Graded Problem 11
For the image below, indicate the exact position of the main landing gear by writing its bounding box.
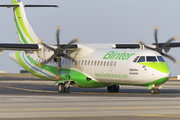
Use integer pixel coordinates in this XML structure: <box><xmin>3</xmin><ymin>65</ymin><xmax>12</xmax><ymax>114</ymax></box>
<box><xmin>57</xmin><ymin>82</ymin><xmax>70</xmax><ymax>93</ymax></box>
<box><xmin>107</xmin><ymin>85</ymin><xmax>119</xmax><ymax>93</ymax></box>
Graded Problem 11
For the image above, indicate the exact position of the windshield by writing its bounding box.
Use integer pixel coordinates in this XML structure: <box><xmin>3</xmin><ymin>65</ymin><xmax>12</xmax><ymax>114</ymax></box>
<box><xmin>157</xmin><ymin>56</ymin><xmax>165</xmax><ymax>62</ymax></box>
<box><xmin>137</xmin><ymin>56</ymin><xmax>145</xmax><ymax>63</ymax></box>
<box><xmin>146</xmin><ymin>56</ymin><xmax>157</xmax><ymax>62</ymax></box>
<box><xmin>133</xmin><ymin>56</ymin><xmax>139</xmax><ymax>63</ymax></box>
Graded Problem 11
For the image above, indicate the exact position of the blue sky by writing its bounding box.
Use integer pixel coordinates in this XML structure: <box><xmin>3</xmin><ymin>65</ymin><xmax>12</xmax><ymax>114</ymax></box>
<box><xmin>0</xmin><ymin>0</ymin><xmax>180</xmax><ymax>76</ymax></box>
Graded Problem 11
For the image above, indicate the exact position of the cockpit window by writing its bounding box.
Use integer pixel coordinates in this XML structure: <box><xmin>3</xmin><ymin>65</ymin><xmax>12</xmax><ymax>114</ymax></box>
<box><xmin>133</xmin><ymin>56</ymin><xmax>139</xmax><ymax>63</ymax></box>
<box><xmin>157</xmin><ymin>56</ymin><xmax>165</xmax><ymax>62</ymax></box>
<box><xmin>138</xmin><ymin>56</ymin><xmax>145</xmax><ymax>63</ymax></box>
<box><xmin>146</xmin><ymin>56</ymin><xmax>157</xmax><ymax>62</ymax></box>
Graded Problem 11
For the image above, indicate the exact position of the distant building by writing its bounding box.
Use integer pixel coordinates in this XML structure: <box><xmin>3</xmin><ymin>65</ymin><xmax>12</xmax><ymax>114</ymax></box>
<box><xmin>20</xmin><ymin>70</ymin><xmax>29</xmax><ymax>74</ymax></box>
<box><xmin>177</xmin><ymin>75</ymin><xmax>180</xmax><ymax>80</ymax></box>
<box><xmin>0</xmin><ymin>71</ymin><xmax>6</xmax><ymax>73</ymax></box>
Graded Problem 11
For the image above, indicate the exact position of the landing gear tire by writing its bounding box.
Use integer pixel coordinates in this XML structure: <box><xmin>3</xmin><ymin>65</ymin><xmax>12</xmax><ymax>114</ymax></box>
<box><xmin>107</xmin><ymin>85</ymin><xmax>119</xmax><ymax>93</ymax></box>
<box><xmin>114</xmin><ymin>85</ymin><xmax>119</xmax><ymax>92</ymax></box>
<box><xmin>151</xmin><ymin>88</ymin><xmax>160</xmax><ymax>94</ymax></box>
<box><xmin>58</xmin><ymin>83</ymin><xmax>65</xmax><ymax>93</ymax></box>
<box><xmin>57</xmin><ymin>83</ymin><xmax>70</xmax><ymax>93</ymax></box>
<box><xmin>151</xmin><ymin>88</ymin><xmax>156</xmax><ymax>94</ymax></box>
<box><xmin>155</xmin><ymin>88</ymin><xmax>160</xmax><ymax>94</ymax></box>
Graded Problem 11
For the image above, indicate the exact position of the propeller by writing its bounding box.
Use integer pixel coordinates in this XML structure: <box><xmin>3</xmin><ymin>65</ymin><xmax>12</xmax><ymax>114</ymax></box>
<box><xmin>138</xmin><ymin>26</ymin><xmax>178</xmax><ymax>65</ymax></box>
<box><xmin>38</xmin><ymin>26</ymin><xmax>81</xmax><ymax>79</ymax></box>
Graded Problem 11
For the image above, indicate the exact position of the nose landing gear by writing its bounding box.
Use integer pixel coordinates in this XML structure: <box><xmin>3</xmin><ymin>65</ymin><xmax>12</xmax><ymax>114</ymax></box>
<box><xmin>151</xmin><ymin>88</ymin><xmax>160</xmax><ymax>94</ymax></box>
<box><xmin>150</xmin><ymin>85</ymin><xmax>161</xmax><ymax>94</ymax></box>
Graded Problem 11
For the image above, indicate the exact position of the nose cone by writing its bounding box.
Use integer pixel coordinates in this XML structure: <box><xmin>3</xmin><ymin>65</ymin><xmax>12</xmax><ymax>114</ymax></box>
<box><xmin>139</xmin><ymin>62</ymin><xmax>170</xmax><ymax>85</ymax></box>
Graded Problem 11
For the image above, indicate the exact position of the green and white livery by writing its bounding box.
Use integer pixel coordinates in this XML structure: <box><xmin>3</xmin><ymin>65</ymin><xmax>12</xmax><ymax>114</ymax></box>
<box><xmin>0</xmin><ymin>0</ymin><xmax>179</xmax><ymax>94</ymax></box>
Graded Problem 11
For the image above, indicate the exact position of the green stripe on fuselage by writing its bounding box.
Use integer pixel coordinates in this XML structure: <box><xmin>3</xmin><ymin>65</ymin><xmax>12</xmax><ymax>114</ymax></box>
<box><xmin>15</xmin><ymin>52</ymin><xmax>52</xmax><ymax>80</ymax></box>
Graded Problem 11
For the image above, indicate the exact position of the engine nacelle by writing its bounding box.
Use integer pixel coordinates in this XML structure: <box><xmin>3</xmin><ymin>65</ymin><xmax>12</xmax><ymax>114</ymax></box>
<box><xmin>37</xmin><ymin>44</ymin><xmax>55</xmax><ymax>60</ymax></box>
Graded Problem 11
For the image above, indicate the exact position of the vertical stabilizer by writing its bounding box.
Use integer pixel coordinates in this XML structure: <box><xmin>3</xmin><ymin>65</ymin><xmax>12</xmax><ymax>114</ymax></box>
<box><xmin>12</xmin><ymin>0</ymin><xmax>39</xmax><ymax>44</ymax></box>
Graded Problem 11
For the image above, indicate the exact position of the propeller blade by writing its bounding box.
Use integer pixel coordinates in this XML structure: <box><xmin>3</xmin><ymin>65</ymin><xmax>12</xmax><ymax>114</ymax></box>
<box><xmin>62</xmin><ymin>54</ymin><xmax>76</xmax><ymax>63</ymax></box>
<box><xmin>55</xmin><ymin>57</ymin><xmax>61</xmax><ymax>80</ymax></box>
<box><xmin>63</xmin><ymin>38</ymin><xmax>81</xmax><ymax>50</ymax></box>
<box><xmin>57</xmin><ymin>57</ymin><xmax>61</xmax><ymax>75</ymax></box>
<box><xmin>56</xmin><ymin>26</ymin><xmax>61</xmax><ymax>49</ymax></box>
<box><xmin>161</xmin><ymin>53</ymin><xmax>178</xmax><ymax>65</ymax></box>
<box><xmin>154</xmin><ymin>26</ymin><xmax>159</xmax><ymax>49</ymax></box>
<box><xmin>161</xmin><ymin>36</ymin><xmax>178</xmax><ymax>49</ymax></box>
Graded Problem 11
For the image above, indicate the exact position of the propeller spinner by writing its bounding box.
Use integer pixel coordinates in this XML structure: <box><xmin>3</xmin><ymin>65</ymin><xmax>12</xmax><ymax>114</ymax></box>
<box><xmin>138</xmin><ymin>26</ymin><xmax>178</xmax><ymax>65</ymax></box>
<box><xmin>38</xmin><ymin>26</ymin><xmax>80</xmax><ymax>79</ymax></box>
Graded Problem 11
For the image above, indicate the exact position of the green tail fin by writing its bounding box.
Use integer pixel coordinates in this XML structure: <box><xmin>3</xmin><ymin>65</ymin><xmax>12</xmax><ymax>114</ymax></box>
<box><xmin>12</xmin><ymin>0</ymin><xmax>39</xmax><ymax>44</ymax></box>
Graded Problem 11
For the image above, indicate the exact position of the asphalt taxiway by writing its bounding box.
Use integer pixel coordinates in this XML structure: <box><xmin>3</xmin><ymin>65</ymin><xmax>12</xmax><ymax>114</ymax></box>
<box><xmin>0</xmin><ymin>74</ymin><xmax>180</xmax><ymax>120</ymax></box>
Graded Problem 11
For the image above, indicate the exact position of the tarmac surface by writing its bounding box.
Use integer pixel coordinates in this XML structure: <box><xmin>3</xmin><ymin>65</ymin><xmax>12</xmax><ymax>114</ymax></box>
<box><xmin>0</xmin><ymin>74</ymin><xmax>180</xmax><ymax>120</ymax></box>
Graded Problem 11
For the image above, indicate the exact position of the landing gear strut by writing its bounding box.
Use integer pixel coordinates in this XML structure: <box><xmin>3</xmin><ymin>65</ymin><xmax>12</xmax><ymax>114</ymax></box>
<box><xmin>107</xmin><ymin>85</ymin><xmax>119</xmax><ymax>93</ymax></box>
<box><xmin>57</xmin><ymin>82</ymin><xmax>70</xmax><ymax>93</ymax></box>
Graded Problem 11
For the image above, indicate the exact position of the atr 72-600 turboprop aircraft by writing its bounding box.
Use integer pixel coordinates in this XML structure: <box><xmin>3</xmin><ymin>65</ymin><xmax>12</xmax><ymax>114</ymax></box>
<box><xmin>1</xmin><ymin>0</ymin><xmax>180</xmax><ymax>94</ymax></box>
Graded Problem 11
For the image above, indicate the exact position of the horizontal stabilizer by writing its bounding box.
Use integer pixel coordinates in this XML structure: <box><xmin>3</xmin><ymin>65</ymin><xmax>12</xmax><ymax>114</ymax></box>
<box><xmin>24</xmin><ymin>5</ymin><xmax>59</xmax><ymax>8</ymax></box>
<box><xmin>0</xmin><ymin>5</ymin><xmax>58</xmax><ymax>8</ymax></box>
<box><xmin>0</xmin><ymin>5</ymin><xmax>19</xmax><ymax>8</ymax></box>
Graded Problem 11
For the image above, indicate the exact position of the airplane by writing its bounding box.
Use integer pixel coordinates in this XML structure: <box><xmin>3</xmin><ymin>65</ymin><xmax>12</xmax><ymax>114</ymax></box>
<box><xmin>0</xmin><ymin>0</ymin><xmax>180</xmax><ymax>94</ymax></box>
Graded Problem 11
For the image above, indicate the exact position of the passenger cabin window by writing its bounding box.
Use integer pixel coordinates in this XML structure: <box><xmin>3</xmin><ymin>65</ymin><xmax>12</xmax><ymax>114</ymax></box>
<box><xmin>88</xmin><ymin>60</ymin><xmax>90</xmax><ymax>65</ymax></box>
<box><xmin>97</xmin><ymin>61</ymin><xmax>100</xmax><ymax>66</ymax></box>
<box><xmin>138</xmin><ymin>56</ymin><xmax>145</xmax><ymax>63</ymax></box>
<box><xmin>81</xmin><ymin>60</ymin><xmax>84</xmax><ymax>65</ymax></box>
<box><xmin>110</xmin><ymin>61</ymin><xmax>113</xmax><ymax>66</ymax></box>
<box><xmin>100</xmin><ymin>61</ymin><xmax>103</xmax><ymax>66</ymax></box>
<box><xmin>114</xmin><ymin>61</ymin><xmax>116</xmax><ymax>67</ymax></box>
<box><xmin>94</xmin><ymin>61</ymin><xmax>97</xmax><ymax>66</ymax></box>
<box><xmin>91</xmin><ymin>61</ymin><xmax>93</xmax><ymax>66</ymax></box>
<box><xmin>85</xmin><ymin>60</ymin><xmax>87</xmax><ymax>65</ymax></box>
<box><xmin>146</xmin><ymin>56</ymin><xmax>157</xmax><ymax>62</ymax></box>
<box><xmin>157</xmin><ymin>56</ymin><xmax>165</xmax><ymax>62</ymax></box>
<box><xmin>107</xmin><ymin>61</ymin><xmax>109</xmax><ymax>66</ymax></box>
<box><xmin>62</xmin><ymin>59</ymin><xmax>65</xmax><ymax>64</ymax></box>
<box><xmin>104</xmin><ymin>61</ymin><xmax>106</xmax><ymax>66</ymax></box>
<box><xmin>133</xmin><ymin>56</ymin><xmax>139</xmax><ymax>63</ymax></box>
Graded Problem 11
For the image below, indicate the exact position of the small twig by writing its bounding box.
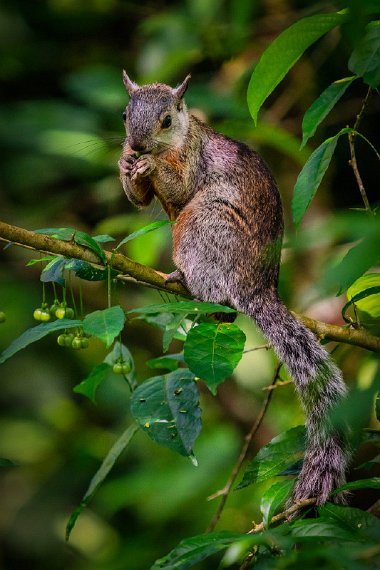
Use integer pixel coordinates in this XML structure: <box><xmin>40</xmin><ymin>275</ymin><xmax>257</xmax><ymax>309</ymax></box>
<box><xmin>262</xmin><ymin>379</ymin><xmax>292</xmax><ymax>391</ymax></box>
<box><xmin>205</xmin><ymin>363</ymin><xmax>282</xmax><ymax>532</ymax></box>
<box><xmin>244</xmin><ymin>343</ymin><xmax>271</xmax><ymax>353</ymax></box>
<box><xmin>248</xmin><ymin>497</ymin><xmax>317</xmax><ymax>534</ymax></box>
<box><xmin>348</xmin><ymin>87</ymin><xmax>373</xmax><ymax>212</ymax></box>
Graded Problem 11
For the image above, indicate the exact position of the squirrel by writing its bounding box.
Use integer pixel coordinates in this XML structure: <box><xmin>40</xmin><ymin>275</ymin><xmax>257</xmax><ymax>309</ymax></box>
<box><xmin>118</xmin><ymin>72</ymin><xmax>350</xmax><ymax>506</ymax></box>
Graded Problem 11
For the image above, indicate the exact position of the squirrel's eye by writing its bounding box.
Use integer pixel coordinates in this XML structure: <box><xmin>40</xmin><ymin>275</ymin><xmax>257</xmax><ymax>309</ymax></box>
<box><xmin>122</xmin><ymin>111</ymin><xmax>127</xmax><ymax>122</ymax></box>
<box><xmin>161</xmin><ymin>115</ymin><xmax>172</xmax><ymax>129</ymax></box>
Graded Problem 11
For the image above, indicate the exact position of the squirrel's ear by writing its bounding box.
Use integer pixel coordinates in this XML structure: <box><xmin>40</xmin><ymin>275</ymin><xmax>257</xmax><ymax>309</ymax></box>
<box><xmin>123</xmin><ymin>71</ymin><xmax>139</xmax><ymax>95</ymax></box>
<box><xmin>173</xmin><ymin>74</ymin><xmax>191</xmax><ymax>100</ymax></box>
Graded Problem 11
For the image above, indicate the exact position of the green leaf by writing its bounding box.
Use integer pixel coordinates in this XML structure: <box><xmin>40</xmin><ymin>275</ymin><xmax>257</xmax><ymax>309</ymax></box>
<box><xmin>40</xmin><ymin>256</ymin><xmax>66</xmax><ymax>285</ymax></box>
<box><xmin>326</xmin><ymin>233</ymin><xmax>380</xmax><ymax>295</ymax></box>
<box><xmin>26</xmin><ymin>256</ymin><xmax>56</xmax><ymax>266</ymax></box>
<box><xmin>147</xmin><ymin>353</ymin><xmax>184</xmax><ymax>371</ymax></box>
<box><xmin>93</xmin><ymin>234</ymin><xmax>115</xmax><ymax>243</ymax></box>
<box><xmin>301</xmin><ymin>76</ymin><xmax>356</xmax><ymax>148</ymax></box>
<box><xmin>0</xmin><ymin>458</ymin><xmax>16</xmax><ymax>468</ymax></box>
<box><xmin>72</xmin><ymin>229</ymin><xmax>107</xmax><ymax>264</ymax></box>
<box><xmin>151</xmin><ymin>531</ymin><xmax>249</xmax><ymax>570</ymax></box>
<box><xmin>348</xmin><ymin>20</ymin><xmax>380</xmax><ymax>87</ymax></box>
<box><xmin>35</xmin><ymin>227</ymin><xmax>107</xmax><ymax>263</ymax></box>
<box><xmin>344</xmin><ymin>273</ymin><xmax>380</xmax><ymax>333</ymax></box>
<box><xmin>342</xmin><ymin>285</ymin><xmax>380</xmax><ymax>323</ymax></box>
<box><xmin>247</xmin><ymin>11</ymin><xmax>348</xmax><ymax>124</ymax></box>
<box><xmin>66</xmin><ymin>423</ymin><xmax>139</xmax><ymax>541</ymax></box>
<box><xmin>163</xmin><ymin>312</ymin><xmax>189</xmax><ymax>352</ymax></box>
<box><xmin>73</xmin><ymin>363</ymin><xmax>111</xmax><ymax>403</ymax></box>
<box><xmin>318</xmin><ymin>503</ymin><xmax>380</xmax><ymax>542</ymax></box>
<box><xmin>128</xmin><ymin>301</ymin><xmax>236</xmax><ymax>317</ymax></box>
<box><xmin>130</xmin><ymin>369</ymin><xmax>201</xmax><ymax>458</ymax></box>
<box><xmin>290</xmin><ymin>519</ymin><xmax>357</xmax><ymax>541</ymax></box>
<box><xmin>332</xmin><ymin>477</ymin><xmax>380</xmax><ymax>495</ymax></box>
<box><xmin>115</xmin><ymin>220</ymin><xmax>173</xmax><ymax>250</ymax></box>
<box><xmin>292</xmin><ymin>128</ymin><xmax>351</xmax><ymax>226</ymax></box>
<box><xmin>65</xmin><ymin>259</ymin><xmax>118</xmax><ymax>281</ymax></box>
<box><xmin>260</xmin><ymin>479</ymin><xmax>295</xmax><ymax>528</ymax></box>
<box><xmin>184</xmin><ymin>323</ymin><xmax>246</xmax><ymax>394</ymax></box>
<box><xmin>237</xmin><ymin>426</ymin><xmax>305</xmax><ymax>490</ymax></box>
<box><xmin>0</xmin><ymin>319</ymin><xmax>82</xmax><ymax>364</ymax></box>
<box><xmin>82</xmin><ymin>306</ymin><xmax>125</xmax><ymax>348</ymax></box>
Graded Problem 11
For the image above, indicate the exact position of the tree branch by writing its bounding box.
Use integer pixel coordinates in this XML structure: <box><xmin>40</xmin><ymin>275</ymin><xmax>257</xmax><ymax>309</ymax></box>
<box><xmin>206</xmin><ymin>363</ymin><xmax>282</xmax><ymax>533</ymax></box>
<box><xmin>1</xmin><ymin>219</ymin><xmax>379</xmax><ymax>353</ymax></box>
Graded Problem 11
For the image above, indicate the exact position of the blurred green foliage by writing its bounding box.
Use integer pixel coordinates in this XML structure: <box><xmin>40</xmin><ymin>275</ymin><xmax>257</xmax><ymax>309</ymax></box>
<box><xmin>0</xmin><ymin>0</ymin><xmax>380</xmax><ymax>569</ymax></box>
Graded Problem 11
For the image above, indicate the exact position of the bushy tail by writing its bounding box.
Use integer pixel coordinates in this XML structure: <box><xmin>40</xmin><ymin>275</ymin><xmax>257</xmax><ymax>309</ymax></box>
<box><xmin>233</xmin><ymin>289</ymin><xmax>350</xmax><ymax>505</ymax></box>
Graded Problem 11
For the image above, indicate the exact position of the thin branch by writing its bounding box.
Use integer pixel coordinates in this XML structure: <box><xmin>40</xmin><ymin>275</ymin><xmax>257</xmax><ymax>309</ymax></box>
<box><xmin>248</xmin><ymin>497</ymin><xmax>317</xmax><ymax>534</ymax></box>
<box><xmin>348</xmin><ymin>87</ymin><xmax>373</xmax><ymax>212</ymax></box>
<box><xmin>205</xmin><ymin>363</ymin><xmax>282</xmax><ymax>533</ymax></box>
<box><xmin>262</xmin><ymin>379</ymin><xmax>292</xmax><ymax>391</ymax></box>
<box><xmin>1</xmin><ymin>220</ymin><xmax>380</xmax><ymax>353</ymax></box>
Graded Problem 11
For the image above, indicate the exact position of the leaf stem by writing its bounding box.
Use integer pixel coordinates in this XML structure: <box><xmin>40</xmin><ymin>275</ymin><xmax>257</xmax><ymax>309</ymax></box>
<box><xmin>348</xmin><ymin>87</ymin><xmax>373</xmax><ymax>213</ymax></box>
<box><xmin>205</xmin><ymin>363</ymin><xmax>282</xmax><ymax>533</ymax></box>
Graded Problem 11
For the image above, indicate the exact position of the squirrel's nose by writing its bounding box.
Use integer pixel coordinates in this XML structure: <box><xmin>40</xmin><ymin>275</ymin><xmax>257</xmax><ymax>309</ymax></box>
<box><xmin>130</xmin><ymin>142</ymin><xmax>147</xmax><ymax>153</ymax></box>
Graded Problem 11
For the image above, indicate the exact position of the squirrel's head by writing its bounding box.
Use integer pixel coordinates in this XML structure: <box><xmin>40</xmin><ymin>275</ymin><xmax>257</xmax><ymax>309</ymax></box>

| Exercise prompt |
No pictures should appear in the copy, which holds exactly the lines from the first line of the data through the line with "windshield by writing its bounding box." and nothing else.

| Written answer |
Graded Problem 11
For the image below, indicate the exact position of the main landing gear by writing its bounding box.
Use integer pixel coordinates in this XML structure: <box><xmin>3</xmin><ymin>65</ymin><xmax>12</xmax><ymax>114</ymax></box>
<box><xmin>57</xmin><ymin>82</ymin><xmax>70</xmax><ymax>93</ymax></box>
<box><xmin>107</xmin><ymin>85</ymin><xmax>119</xmax><ymax>93</ymax></box>
Graded Problem 11
For the image above, indicate the exact position of the windshield by writing its bounding box.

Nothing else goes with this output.